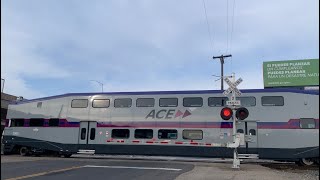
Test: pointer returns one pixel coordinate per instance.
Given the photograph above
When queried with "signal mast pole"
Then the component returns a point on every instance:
(222, 62)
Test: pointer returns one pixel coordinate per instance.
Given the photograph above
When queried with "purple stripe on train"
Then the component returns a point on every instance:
(291, 124)
(167, 124)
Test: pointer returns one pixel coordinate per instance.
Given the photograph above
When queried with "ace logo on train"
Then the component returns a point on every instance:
(167, 114)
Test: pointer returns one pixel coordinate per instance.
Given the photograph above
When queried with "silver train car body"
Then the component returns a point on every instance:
(286, 129)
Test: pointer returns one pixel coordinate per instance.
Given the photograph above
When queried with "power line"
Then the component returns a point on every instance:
(227, 26)
(232, 22)
(211, 37)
####################
*TASK DESCRIPTION:* For the entries above, return an exact copy that omits the images.

*WRITTEN RESPONSE:*
Test: pointer returns one pixel coordinate per instance.
Given the photograph above
When queried with "signal mast pole"
Then the component returns a point on every instance:
(222, 62)
Test: pointer returns one pixel coordinate per instance.
Given the photograph above
When queried with "purple stripe on train"
Then the component returns a point on every instance:
(291, 124)
(167, 124)
Test: pointer returns one pixel coordinate per instance.
Given the photograph above
When queried with "ace logo on train"
Then the component returns a point on every instance:
(167, 114)
Test: pointer returns one pixel coordinate per instance.
Given the photograph above
When queried with "silver train car body"
Then the component returns a point on every instance:
(286, 129)
Test: pointer returns one pixel coordinate per instance.
Given the photograph above
When queried with "power line"
Then the component returns a point on every instance:
(227, 26)
(232, 22)
(211, 37)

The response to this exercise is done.